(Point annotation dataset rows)
______________________________

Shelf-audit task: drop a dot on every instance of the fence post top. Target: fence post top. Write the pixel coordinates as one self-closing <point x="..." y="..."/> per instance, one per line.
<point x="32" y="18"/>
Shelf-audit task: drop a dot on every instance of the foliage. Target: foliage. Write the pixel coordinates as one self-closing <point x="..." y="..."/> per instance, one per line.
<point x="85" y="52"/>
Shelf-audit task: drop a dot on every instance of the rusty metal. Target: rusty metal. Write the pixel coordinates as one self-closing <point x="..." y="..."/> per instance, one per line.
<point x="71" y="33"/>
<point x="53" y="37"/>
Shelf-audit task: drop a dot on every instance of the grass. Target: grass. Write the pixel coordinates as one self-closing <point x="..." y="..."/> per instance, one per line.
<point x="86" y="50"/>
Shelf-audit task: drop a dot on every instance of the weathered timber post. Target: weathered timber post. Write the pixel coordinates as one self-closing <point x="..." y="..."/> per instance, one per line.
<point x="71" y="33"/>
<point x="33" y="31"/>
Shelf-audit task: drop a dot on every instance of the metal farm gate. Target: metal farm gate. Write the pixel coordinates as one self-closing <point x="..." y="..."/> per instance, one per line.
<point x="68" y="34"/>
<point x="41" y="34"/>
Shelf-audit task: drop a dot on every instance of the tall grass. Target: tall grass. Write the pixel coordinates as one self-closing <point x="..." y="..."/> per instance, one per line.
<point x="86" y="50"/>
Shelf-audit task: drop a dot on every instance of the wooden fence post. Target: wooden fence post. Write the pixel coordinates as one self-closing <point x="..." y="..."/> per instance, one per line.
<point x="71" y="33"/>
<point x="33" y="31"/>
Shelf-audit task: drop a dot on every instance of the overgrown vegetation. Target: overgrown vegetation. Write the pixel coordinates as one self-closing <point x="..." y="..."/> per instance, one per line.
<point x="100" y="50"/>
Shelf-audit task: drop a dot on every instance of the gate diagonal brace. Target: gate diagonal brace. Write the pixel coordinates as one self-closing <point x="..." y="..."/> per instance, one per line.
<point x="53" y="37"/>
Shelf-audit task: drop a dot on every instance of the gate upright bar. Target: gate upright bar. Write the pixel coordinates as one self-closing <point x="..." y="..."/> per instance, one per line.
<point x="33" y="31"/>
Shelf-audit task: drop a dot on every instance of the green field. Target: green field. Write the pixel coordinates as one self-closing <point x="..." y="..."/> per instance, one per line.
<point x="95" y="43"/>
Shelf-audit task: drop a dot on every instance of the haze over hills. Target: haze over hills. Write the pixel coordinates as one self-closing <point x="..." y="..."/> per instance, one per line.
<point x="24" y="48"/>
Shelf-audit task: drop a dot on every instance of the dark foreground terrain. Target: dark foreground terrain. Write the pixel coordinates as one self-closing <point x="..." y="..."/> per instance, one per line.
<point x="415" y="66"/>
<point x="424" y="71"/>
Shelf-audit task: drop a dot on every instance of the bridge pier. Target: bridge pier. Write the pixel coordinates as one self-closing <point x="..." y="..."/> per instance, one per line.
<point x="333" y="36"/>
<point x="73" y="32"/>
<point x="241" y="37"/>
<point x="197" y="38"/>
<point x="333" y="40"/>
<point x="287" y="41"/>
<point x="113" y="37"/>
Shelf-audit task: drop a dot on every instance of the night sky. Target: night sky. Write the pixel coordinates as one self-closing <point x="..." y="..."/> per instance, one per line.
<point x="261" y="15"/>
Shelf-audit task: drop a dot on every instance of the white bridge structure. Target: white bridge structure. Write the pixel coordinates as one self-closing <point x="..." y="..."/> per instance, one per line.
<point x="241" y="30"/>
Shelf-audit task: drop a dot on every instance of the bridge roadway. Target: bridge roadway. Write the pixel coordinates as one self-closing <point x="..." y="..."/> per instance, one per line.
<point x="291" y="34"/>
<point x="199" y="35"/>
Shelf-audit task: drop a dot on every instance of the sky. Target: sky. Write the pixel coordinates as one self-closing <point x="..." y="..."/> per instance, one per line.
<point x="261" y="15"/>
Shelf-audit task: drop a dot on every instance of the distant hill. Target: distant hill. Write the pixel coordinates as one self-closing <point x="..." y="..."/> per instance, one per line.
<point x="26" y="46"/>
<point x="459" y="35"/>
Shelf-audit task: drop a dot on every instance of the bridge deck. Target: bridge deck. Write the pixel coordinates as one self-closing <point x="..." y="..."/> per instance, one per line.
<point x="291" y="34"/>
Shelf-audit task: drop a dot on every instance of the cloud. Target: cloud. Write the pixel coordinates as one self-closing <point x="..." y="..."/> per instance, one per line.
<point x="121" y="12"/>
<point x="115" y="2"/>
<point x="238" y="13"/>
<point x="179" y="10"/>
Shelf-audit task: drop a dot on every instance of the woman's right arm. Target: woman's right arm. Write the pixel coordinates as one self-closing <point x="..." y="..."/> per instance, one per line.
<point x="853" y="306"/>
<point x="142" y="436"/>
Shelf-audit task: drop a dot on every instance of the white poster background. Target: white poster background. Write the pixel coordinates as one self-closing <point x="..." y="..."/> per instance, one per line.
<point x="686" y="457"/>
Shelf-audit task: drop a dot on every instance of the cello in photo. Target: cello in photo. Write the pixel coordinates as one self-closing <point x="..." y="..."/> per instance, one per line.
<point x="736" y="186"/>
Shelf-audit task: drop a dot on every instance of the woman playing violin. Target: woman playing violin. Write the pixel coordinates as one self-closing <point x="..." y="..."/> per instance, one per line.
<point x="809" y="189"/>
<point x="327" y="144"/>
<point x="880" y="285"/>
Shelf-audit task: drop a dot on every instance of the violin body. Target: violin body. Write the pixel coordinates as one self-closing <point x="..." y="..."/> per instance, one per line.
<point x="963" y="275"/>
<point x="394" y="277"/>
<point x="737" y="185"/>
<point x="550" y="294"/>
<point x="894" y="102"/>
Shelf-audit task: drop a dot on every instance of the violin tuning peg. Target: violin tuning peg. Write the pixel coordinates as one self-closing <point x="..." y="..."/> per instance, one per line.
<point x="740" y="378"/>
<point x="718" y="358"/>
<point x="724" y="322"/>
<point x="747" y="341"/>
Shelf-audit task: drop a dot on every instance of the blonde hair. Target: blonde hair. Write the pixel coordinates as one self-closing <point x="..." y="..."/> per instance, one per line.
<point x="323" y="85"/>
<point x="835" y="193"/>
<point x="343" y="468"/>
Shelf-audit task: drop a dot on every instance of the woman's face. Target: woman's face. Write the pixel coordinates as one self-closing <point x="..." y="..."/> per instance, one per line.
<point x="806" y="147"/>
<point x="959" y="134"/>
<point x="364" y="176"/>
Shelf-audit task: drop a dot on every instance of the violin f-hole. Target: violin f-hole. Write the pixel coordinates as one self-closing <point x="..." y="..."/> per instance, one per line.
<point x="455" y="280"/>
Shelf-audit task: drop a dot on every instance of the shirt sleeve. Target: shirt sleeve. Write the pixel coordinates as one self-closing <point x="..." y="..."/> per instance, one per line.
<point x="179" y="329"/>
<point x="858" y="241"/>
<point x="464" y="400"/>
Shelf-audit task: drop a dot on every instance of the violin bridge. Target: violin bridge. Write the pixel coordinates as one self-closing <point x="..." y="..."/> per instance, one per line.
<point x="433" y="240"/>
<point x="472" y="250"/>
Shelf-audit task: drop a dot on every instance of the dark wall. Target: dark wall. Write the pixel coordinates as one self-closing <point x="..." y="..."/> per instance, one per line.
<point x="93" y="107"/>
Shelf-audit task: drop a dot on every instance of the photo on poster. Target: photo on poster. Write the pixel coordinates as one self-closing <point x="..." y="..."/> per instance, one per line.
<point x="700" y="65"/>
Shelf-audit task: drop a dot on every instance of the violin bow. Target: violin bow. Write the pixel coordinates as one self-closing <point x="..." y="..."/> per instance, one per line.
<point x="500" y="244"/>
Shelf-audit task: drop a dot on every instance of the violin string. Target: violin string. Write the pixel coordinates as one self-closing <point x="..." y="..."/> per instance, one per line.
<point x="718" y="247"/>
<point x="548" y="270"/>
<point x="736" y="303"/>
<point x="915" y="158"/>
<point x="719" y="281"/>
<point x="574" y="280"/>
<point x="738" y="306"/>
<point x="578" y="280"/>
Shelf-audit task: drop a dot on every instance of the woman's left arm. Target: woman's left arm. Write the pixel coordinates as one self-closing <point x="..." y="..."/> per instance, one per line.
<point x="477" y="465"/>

______________________________

** Task to carry out **
Arrange the lines starting with the one that contains "Shelf-audit task: drop a dot on every instance of the photo" and running through the last row, both ends included, as a JSON list of strings with one string per line and no blank lines. Include no other lines.

** Response for this exercise **
[
  "Shelf-audit task: drop a dot on every instance of the photo on poster. Target: photo on poster. Write the pixel coordinates as one self-closing <point x=\"...\" y=\"...\"/> per instance, one per line.",
  "<point x=\"700\" y=\"65\"/>",
  "Shelf-audit task: drop a dot on every instance of the violin bow. Target: violin bow. Write the pixel coordinates as one self-closing <point x=\"...\" y=\"...\"/> per instance, one per line.",
  "<point x=\"500\" y=\"244\"/>",
  "Shelf-audit task: drop a dot on every instance of the violin string. Target: violin string. Write the pixel coordinates as one self-closing <point x=\"...\" y=\"...\"/> per instance, one per line.",
  "<point x=\"718\" y=\"247\"/>",
  "<point x=\"548\" y=\"270\"/>",
  "<point x=\"736\" y=\"303\"/>",
  "<point x=\"915\" y=\"158\"/>",
  "<point x=\"719\" y=\"281\"/>",
  "<point x=\"574\" y=\"280\"/>",
  "<point x=\"738\" y=\"306\"/>",
  "<point x=\"578\" y=\"280\"/>",
  "Shelf-audit task: drop a dot on every instance of the woman's left arm. Target: woman's left arm. Write the pixel coordinates as one self-closing <point x=\"...\" y=\"...\"/> per instance, one per line.",
  "<point x=\"477\" y=\"465\"/>"
]